#### Source extract:
((

From Panama, not Panama City the Florida town. I’m in Panama, the country.

How did you end up in Panama?

That’s a surprise to me as well. I am a bit of a Gypsy and that was the next step. It had all the things I needed. It had good internet and I’m an internet digital nomad. It had a beach and warm weather and it was affordable and I decided I’d try that.

You came from the East Coast?

I was in San Jose, California at the time. I am from Boston. I’m a Boston girl.

I want to jump into this, Thrive This Day, live in abundance. Tell me what that is all about.

Thrive This Day is the name of my company and it’s my take on carpe diem. I grew up with a mom who was sick from the time I was a little girl. I learned early on that our tomorrows are not guaranteed. It gave me a different perspective, especially with this being in my formative years on how to live my life. I’m a little bit of a risk taker. I’m a little bit of an outside-the-box gal because tomorrow is not guaranteed, so thrive in the day.

How old were you when your mom was going through her illness and what illness did she have?

She had three bouts of cancer that she battled, one bout of bacterial meningitis that was a six-month recovery process. Then cancer took her, but she battled cancer off and on for about twenty years. I was seven when she started and it was the same time that my father left the house. We went from a standard two-parent family house to a no-parent family house because she was in and out of treatments and stuff and facing death. She had stage three when she found it. Back in the ‘70s, it was synonymous with death. Nobody expected her to survive it and so we learned about that. She survived that and then three more and one other catastrophic illness. Then she finally went down in the last twenty some odd years later.

[bctt tweet=”Our tomorrows are not guaranteed. Thrive this day and live in abundance.” username=””]

Was the trigger then for you her illness and her surviving it that gave you this gypsy attitude about not looking back and living in the moment and going forward?

Yes, very much so. I understood that, “Why wait? Now is good.” I tell my sister that all the time, “Now is a good time to try that.” A lot of people wait for tomorrow and tomorrow is not guaranteed for you. I’m more of, “Let’s try this.” That’s why I ended up in Panama because Panama sounds good. “Why not now? I’ve never been to Panama. Why don’t I live there for a little while?”

You are a Thrive coach. You help others get to where they want to be, fulfill all their dreams, be all you can be, right?

Yes, that is my goal.

I don’t want to minimize this because your mother obviously was a dear soul and she survived all these different illnesses that she had, including obviously cancer. Are there things in your life that you’ve been able to learn beyond that that dig into your ability to guide and coach others?

))

#### Information provided:
((

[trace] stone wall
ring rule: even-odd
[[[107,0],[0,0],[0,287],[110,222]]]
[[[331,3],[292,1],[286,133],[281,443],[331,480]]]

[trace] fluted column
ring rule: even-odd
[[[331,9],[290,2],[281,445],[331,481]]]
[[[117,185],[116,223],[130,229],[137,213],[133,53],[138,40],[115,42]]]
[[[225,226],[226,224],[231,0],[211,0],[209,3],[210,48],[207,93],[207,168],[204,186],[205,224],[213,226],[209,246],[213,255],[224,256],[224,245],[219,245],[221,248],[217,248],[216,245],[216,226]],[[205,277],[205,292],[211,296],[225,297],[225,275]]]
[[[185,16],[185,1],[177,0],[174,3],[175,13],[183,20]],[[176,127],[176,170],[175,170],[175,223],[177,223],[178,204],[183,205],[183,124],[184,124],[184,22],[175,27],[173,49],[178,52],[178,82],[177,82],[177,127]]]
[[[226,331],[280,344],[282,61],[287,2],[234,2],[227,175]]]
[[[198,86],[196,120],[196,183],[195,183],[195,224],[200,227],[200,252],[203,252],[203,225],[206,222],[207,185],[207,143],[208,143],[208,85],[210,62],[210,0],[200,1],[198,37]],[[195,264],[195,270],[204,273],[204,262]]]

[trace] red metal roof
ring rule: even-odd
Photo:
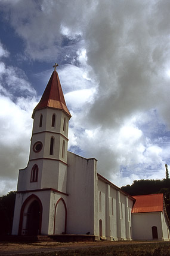
[[[35,111],[48,107],[60,109],[64,111],[70,118],[72,116],[66,106],[58,75],[56,71],[52,72],[39,103],[33,110],[32,118],[34,118]]]
[[[163,194],[135,195],[133,197],[136,201],[132,209],[132,213],[163,211]]]

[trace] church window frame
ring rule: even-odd
[[[54,155],[54,137],[51,137],[50,138],[50,155]]]
[[[157,226],[152,227],[152,233],[153,239],[158,239],[158,233]]]
[[[99,212],[101,212],[101,192],[99,192]]]
[[[42,119],[43,119],[43,115],[42,114],[41,114],[39,117],[39,127],[42,127]]]
[[[53,114],[52,116],[51,120],[51,127],[55,127],[55,115]]]
[[[37,182],[38,177],[38,166],[35,164],[31,170],[30,182]]]
[[[112,197],[112,201],[111,201],[111,212],[112,212],[112,215],[114,215],[114,201],[113,198]]]
[[[33,152],[35,152],[35,153],[38,153],[39,152],[41,149],[42,149],[42,143],[41,141],[36,141],[35,142],[35,143],[34,143],[33,146]]]
[[[63,140],[63,144],[62,144],[62,158],[64,158],[65,157],[65,146],[66,146],[66,143],[65,143],[65,140]]]
[[[66,118],[64,118],[63,119],[63,131],[66,131]]]

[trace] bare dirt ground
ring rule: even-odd
[[[96,241],[61,243],[57,242],[42,242],[31,243],[0,243],[0,255],[28,255],[31,254],[50,252],[69,249],[84,249],[92,247],[109,246],[116,245],[142,243],[137,241]],[[144,242],[144,243],[147,243]]]

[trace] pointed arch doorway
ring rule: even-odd
[[[54,234],[66,234],[67,207],[63,198],[60,198],[55,205],[54,213]]]
[[[20,213],[19,235],[37,236],[41,234],[42,206],[35,195],[24,202]]]

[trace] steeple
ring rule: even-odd
[[[67,107],[57,72],[52,72],[42,98],[34,109],[32,118],[36,110],[43,109],[54,109],[63,111],[70,119],[71,115]]]

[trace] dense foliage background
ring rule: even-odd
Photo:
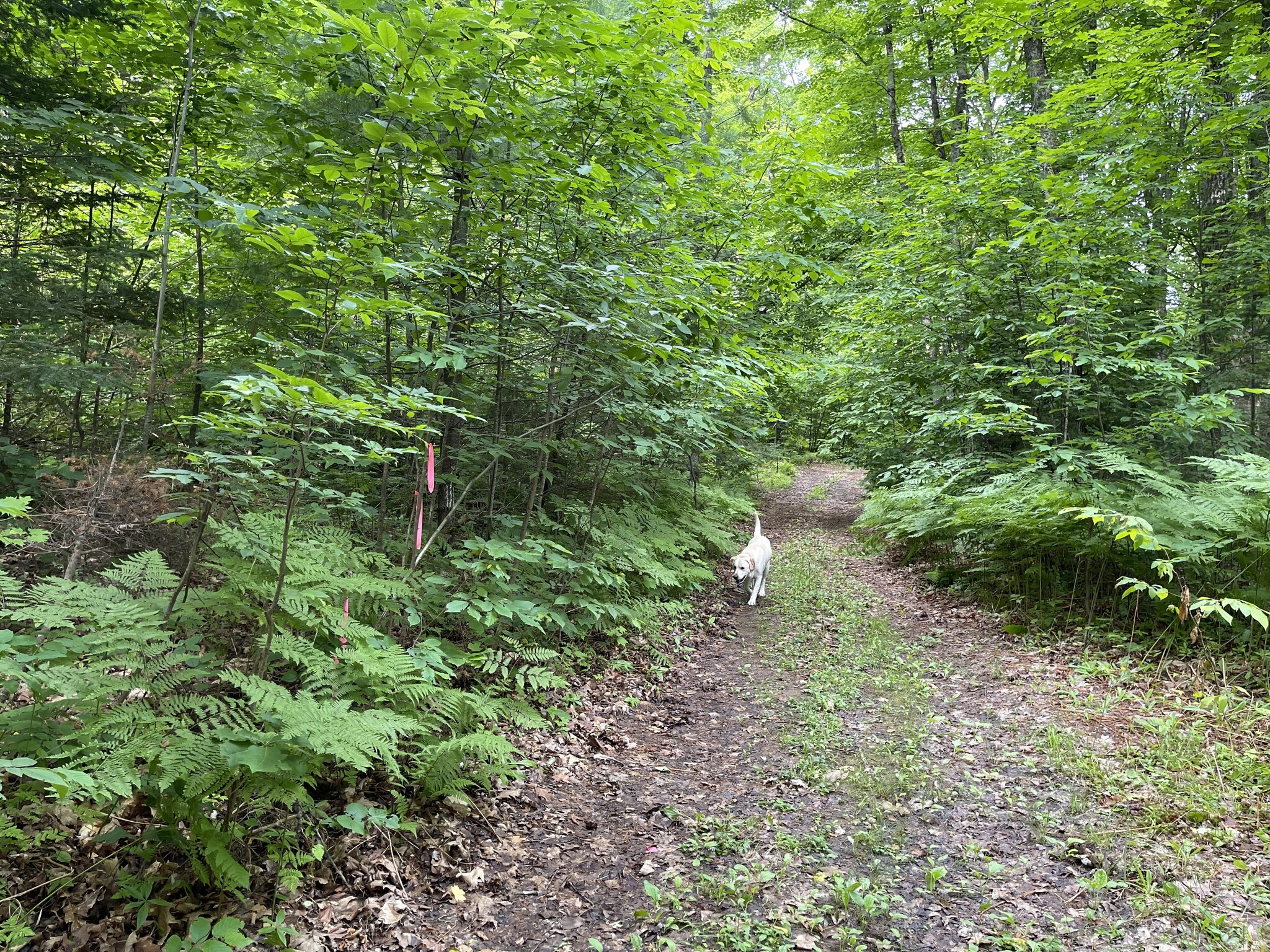
[[[9,806],[293,885],[265,814],[505,773],[756,447],[1020,625],[1264,678],[1264,4],[4,11]]]

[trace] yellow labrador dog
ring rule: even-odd
[[[772,565],[772,543],[763,534],[763,526],[754,513],[754,534],[740,555],[732,560],[733,578],[737,586],[749,583],[749,604],[758,604],[758,598],[767,598],[767,570]]]

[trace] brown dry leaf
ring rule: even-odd
[[[494,918],[494,899],[491,896],[474,892],[467,902],[467,909],[464,910],[464,919],[474,925],[484,925],[485,923],[494,923],[497,925],[498,920]]]
[[[296,952],[325,952],[326,943],[316,933],[298,933],[291,937],[291,948]]]
[[[474,890],[483,882],[485,882],[485,867],[478,866],[474,869],[470,869],[469,872],[458,873],[456,878],[462,880],[464,882],[467,883],[467,889]]]
[[[333,919],[352,919],[362,911],[362,900],[357,896],[340,896],[330,902],[323,902],[318,911],[318,919],[323,923],[330,923]]]
[[[400,899],[390,899],[384,904],[384,908],[380,909],[378,919],[385,925],[396,925],[401,922],[401,916],[406,914],[406,904]]]

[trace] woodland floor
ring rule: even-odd
[[[579,685],[566,731],[522,739],[523,781],[455,803],[415,858],[349,858],[291,944],[1264,948],[1251,828],[1205,843],[1212,820],[1149,867],[1177,895],[1118,881],[1160,845],[1100,801],[1129,718],[1073,708],[1069,654],[871,551],[860,495],[859,472],[803,468],[765,508],[770,603],[707,593],[668,626],[664,677]]]

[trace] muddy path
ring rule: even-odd
[[[768,603],[720,584],[668,618],[659,682],[579,685],[523,779],[452,803],[414,859],[349,859],[373,889],[329,883],[291,944],[1176,948],[1069,835],[1062,663],[862,545],[861,493],[803,468],[763,510]]]

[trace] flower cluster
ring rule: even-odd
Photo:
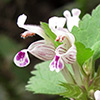
[[[19,67],[25,67],[30,63],[28,53],[37,58],[47,61],[52,60],[49,67],[51,71],[59,72],[64,68],[64,64],[72,64],[76,60],[75,38],[71,33],[73,26],[78,26],[79,9],[72,10],[72,16],[68,10],[64,11],[65,17],[51,17],[48,25],[51,31],[56,35],[55,41],[61,42],[61,45],[55,47],[54,43],[46,35],[45,31],[36,25],[26,25],[27,16],[22,14],[18,17],[17,25],[27,31],[21,34],[22,38],[38,34],[44,40],[33,42],[27,49],[19,51],[14,57],[14,63]],[[67,21],[67,28],[64,25]]]
[[[30,63],[28,56],[28,53],[30,53],[43,61],[52,60],[49,65],[50,71],[59,72],[64,68],[65,64],[71,64],[72,67],[75,65],[76,67],[73,67],[73,70],[76,75],[76,80],[73,81],[68,71],[66,73],[67,80],[70,81],[69,83],[73,82],[81,86],[82,79],[76,65],[77,50],[74,45],[75,38],[71,33],[72,28],[74,26],[78,27],[79,25],[80,13],[81,11],[79,9],[72,9],[71,13],[68,10],[64,11],[64,17],[51,17],[47,24],[51,34],[47,34],[41,26],[25,24],[27,16],[24,14],[20,15],[17,20],[17,25],[26,30],[21,34],[21,37],[26,38],[37,34],[41,36],[43,40],[33,42],[27,49],[19,51],[14,57],[14,63],[19,67],[27,66]],[[56,36],[55,39],[52,37],[53,35]],[[58,45],[55,45],[55,43],[58,43]],[[93,94],[92,97],[95,98],[95,100],[100,100],[99,90],[93,90],[90,94]]]

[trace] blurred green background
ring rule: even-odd
[[[76,7],[81,9],[82,17],[99,3],[100,0],[0,0],[0,100],[63,100],[58,96],[35,95],[25,90],[30,71],[41,61],[29,55],[30,65],[18,68],[13,57],[41,37],[20,38],[20,33],[24,32],[16,25],[20,14],[28,16],[26,23],[39,25],[40,21],[48,22],[51,16],[62,16],[64,10]]]

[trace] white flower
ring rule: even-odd
[[[65,64],[72,64],[76,61],[76,48],[73,45],[68,48],[67,45],[60,45],[55,50],[55,57],[49,65],[51,71],[59,72],[64,68]]]
[[[94,97],[95,97],[95,100],[100,100],[100,91],[99,90],[95,91]]]
[[[55,55],[54,50],[53,44],[46,44],[45,40],[33,42],[28,49],[21,50],[15,55],[14,63],[19,67],[27,66],[30,63],[28,52],[41,60],[52,60]]]
[[[67,19],[67,28],[68,30],[71,32],[73,26],[77,26],[78,27],[78,24],[79,24],[79,15],[80,15],[81,11],[79,9],[72,9],[72,16],[71,16],[71,13],[66,10],[64,11],[64,16],[66,17]]]

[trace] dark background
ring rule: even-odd
[[[20,14],[28,16],[26,23],[39,25],[40,21],[48,22],[51,16],[62,16],[64,10],[75,7],[82,10],[82,17],[99,3],[100,0],[0,0],[0,100],[63,100],[58,96],[35,95],[25,90],[30,71],[41,61],[30,55],[30,65],[18,68],[13,57],[41,37],[20,38],[24,32],[16,25]]]

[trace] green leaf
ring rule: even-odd
[[[61,86],[66,89],[65,92],[60,94],[61,96],[74,98],[75,100],[87,100],[86,94],[83,93],[78,85],[62,83]]]
[[[26,90],[32,91],[34,93],[42,94],[59,94],[65,91],[63,87],[59,84],[60,82],[65,82],[62,74],[51,72],[49,69],[50,61],[37,64],[32,74],[32,76],[26,85]]]
[[[96,77],[93,81],[93,89],[100,90],[100,76]]]
[[[49,38],[52,40],[52,42],[54,43],[54,45],[56,47],[58,47],[61,43],[56,40],[56,35],[51,31],[51,29],[49,28],[48,24],[45,22],[41,22],[41,27],[43,28],[43,30],[45,31],[45,33],[47,34],[47,36],[49,36]]]
[[[93,55],[93,51],[90,48],[86,48],[80,42],[75,42],[75,45],[77,48],[77,61],[80,65],[83,65]]]
[[[100,57],[100,5],[93,10],[92,15],[86,14],[79,23],[79,27],[73,27],[73,35],[76,40],[86,48],[91,48],[95,55],[94,60]],[[95,48],[96,47],[96,48]],[[99,55],[98,55],[99,54]]]

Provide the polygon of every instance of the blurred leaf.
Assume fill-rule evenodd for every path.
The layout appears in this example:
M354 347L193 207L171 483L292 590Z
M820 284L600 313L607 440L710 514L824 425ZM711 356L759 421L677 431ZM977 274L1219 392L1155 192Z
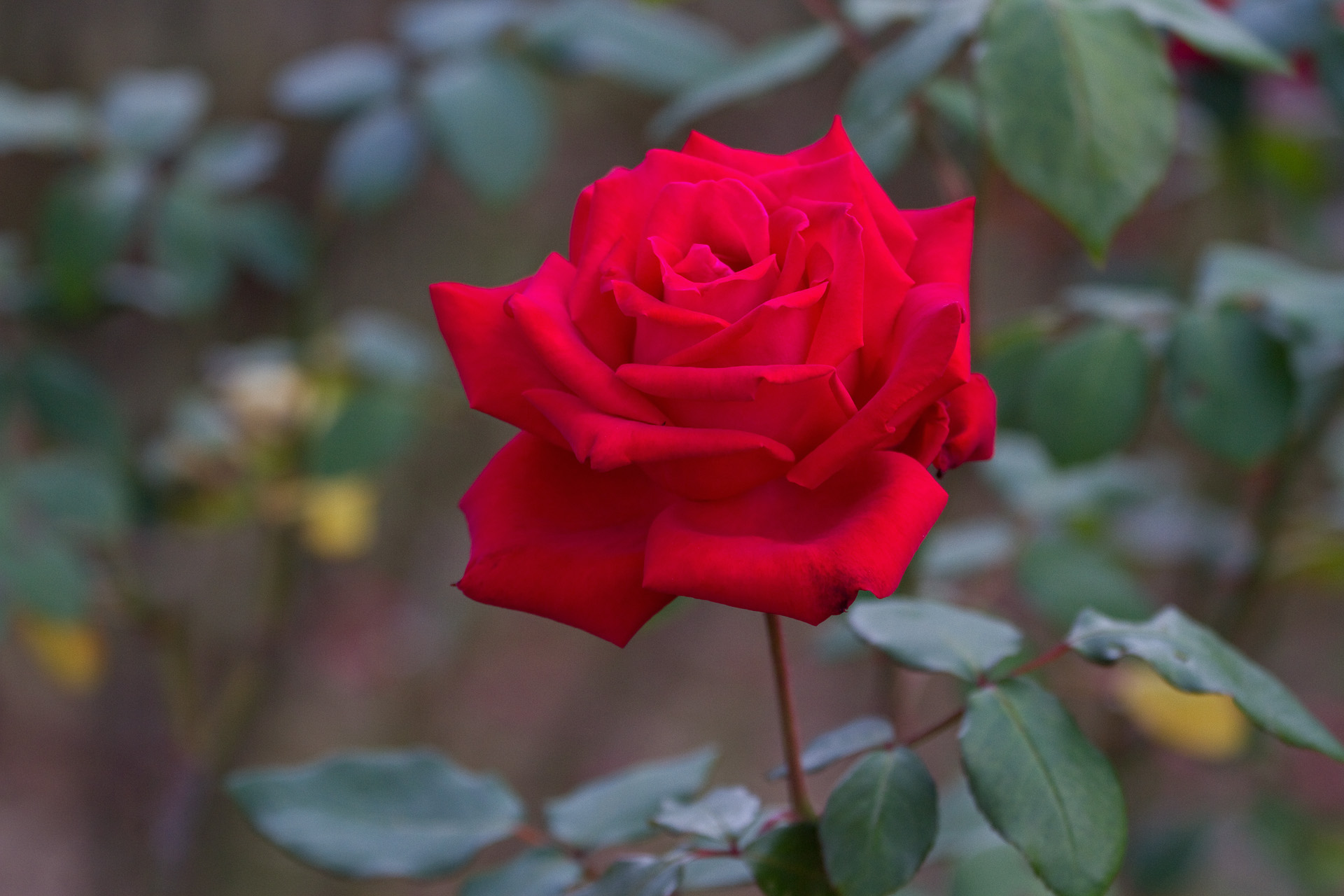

))

From the interview, list each thing the speaker says Panama had that made her decide to try living there.

- Good internet
- A beach
- Warm weather
- Affordability